● **Supplied text**:
_ _ _
# Auratus boldness



## TheDartDude (Nov 26, 2016)

My understanding is that auratus are considered to be shy and that boldness varies with morph. I was wondering which morphs are most/least bold as I would like to see them if I get them. Thanks!


----------



## Nemesis713 (Feb 1, 2016)

I only have "EL Cope" but they are pretty bold. I see them every day. The colors are really nice too.


Sent from my iPhone using Tapatalk


----------



## 55105 (Jan 27, 2015)

Highland Bronze are the shyest frogs I've ever had and the only auratus I've kept. Although I have heard others say they can be somewhat bold. I'd be lucky to catch a short glimpse of them once a week. Kind of a shame -- they're so cool looking.


----------



## Jbenedicta (Aug 22, 2016)

I concur with Port Biz. Our highland bronzes are very reclusive. Hard to catch a glimpse of them.


----------



## jam5971 (Apr 27, 2017)

I have 3 microspot. Hardly ever see them. Apart from when I first introduced them the maximum number I've seen at one time is 2 and then only a handful of times. Only normally see 1 and that's few and far between!
Frustrating but hoping with time they get bolder! One can hope.


Sent from my iPad using Tapatalk


----------



## FrogTim (Oct 1, 2015)
_ _ _
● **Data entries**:
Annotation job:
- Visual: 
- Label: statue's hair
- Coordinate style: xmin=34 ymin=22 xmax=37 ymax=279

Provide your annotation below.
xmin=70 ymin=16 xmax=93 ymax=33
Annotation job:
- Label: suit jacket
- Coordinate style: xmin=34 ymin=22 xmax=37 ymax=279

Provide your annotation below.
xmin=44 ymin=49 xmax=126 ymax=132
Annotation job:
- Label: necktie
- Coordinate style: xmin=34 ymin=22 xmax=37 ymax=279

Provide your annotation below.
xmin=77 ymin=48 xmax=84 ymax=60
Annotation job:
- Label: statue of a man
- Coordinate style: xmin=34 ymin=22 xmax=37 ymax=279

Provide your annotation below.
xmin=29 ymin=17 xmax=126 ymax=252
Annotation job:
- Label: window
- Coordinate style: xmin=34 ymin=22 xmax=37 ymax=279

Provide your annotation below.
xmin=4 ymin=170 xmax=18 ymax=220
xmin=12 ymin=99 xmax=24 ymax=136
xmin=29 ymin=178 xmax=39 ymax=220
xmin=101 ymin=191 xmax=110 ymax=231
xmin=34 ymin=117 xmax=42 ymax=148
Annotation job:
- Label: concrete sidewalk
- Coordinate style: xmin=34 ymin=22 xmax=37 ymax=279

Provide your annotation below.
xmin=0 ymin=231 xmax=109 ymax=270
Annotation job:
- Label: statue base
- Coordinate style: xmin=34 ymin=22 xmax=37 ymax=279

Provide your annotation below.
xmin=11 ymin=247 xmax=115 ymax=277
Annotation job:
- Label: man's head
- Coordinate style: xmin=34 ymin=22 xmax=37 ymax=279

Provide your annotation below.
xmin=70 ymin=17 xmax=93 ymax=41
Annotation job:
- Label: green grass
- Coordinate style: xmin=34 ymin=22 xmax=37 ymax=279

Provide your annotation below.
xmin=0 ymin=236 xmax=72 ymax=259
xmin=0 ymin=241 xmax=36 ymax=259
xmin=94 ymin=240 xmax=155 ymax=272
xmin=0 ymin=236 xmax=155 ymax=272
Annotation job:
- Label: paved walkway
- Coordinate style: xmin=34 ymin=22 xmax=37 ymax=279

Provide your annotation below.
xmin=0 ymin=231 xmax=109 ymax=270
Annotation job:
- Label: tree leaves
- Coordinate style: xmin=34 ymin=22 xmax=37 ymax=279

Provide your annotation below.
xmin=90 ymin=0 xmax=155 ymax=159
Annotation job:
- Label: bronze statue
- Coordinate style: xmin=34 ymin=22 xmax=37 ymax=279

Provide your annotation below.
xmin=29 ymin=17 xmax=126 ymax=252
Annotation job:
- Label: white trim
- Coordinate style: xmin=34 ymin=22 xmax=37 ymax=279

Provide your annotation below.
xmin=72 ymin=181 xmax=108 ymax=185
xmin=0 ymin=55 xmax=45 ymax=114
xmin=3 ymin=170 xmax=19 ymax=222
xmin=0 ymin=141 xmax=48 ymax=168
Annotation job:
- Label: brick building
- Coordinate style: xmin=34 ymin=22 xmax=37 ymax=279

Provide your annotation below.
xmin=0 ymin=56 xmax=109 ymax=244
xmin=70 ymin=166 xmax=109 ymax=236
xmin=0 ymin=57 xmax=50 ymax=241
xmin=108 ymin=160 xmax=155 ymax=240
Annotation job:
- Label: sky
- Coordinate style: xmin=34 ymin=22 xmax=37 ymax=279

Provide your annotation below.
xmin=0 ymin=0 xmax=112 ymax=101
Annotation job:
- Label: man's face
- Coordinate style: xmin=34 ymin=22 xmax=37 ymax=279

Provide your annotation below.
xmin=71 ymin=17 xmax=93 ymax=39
_ _ _
● **To be done**:
**A.** In the auratus boldness thread, how many microspot does jam5971 say they have?
**B.** Print the passage of the auratus boldness thread from "## TheDartDude (Nov" down to "(Feb 1, 2016)".
The data entries are separate material and do not belong to the auratus boldness thread.

● **Solution list**:
**A.** Three.

**B.**
## TheDartDude (Nov 26, 2016)

My understanding is that auratus are considered to be shy and that boldness varies with morph. I was wondering which morphs are most/least bold as I would like to see them if I get them. Thanks!


----------



## Nemesis713 (Feb 1, 2016)